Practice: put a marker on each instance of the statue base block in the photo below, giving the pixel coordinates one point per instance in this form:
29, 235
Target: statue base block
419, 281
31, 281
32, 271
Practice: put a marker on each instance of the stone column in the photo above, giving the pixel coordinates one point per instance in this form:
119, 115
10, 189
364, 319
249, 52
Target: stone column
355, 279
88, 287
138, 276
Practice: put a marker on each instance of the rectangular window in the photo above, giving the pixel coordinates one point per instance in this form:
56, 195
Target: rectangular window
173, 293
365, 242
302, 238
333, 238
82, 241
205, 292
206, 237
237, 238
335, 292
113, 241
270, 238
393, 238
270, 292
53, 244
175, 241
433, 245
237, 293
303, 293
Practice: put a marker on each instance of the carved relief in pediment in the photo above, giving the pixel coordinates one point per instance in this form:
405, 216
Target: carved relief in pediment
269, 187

= = = =

Reproduce all of the records above word for word, leaving nothing out and adding nothing.

Practice: put a marker on each instance of the statue base block in the photo below, giving the pixel coordinates one point per instance in this form:
29, 235
Target: statue base block
419, 281
31, 281
32, 271
Practice: put a marker on each instance of the stone column in the photo above, giving the pixel coordinates one point per instance in this form:
119, 115
10, 189
364, 319
249, 52
Target: stone column
355, 279
88, 287
138, 276
Practice: put a marker on each instance of the rectangular window in the photo above, giving the pixel coordinates one point per instance in this form:
56, 195
Target: rectangular window
173, 293
365, 242
302, 238
333, 238
82, 241
205, 292
206, 237
237, 238
335, 292
113, 241
270, 238
393, 238
270, 292
53, 244
175, 241
433, 245
237, 293
303, 293
Practice: put a marker on each instance of the carved relief in pediment in the photo above, giving the pixel coordinates one point per instance in this form:
405, 216
Target: carved relief in pediment
269, 187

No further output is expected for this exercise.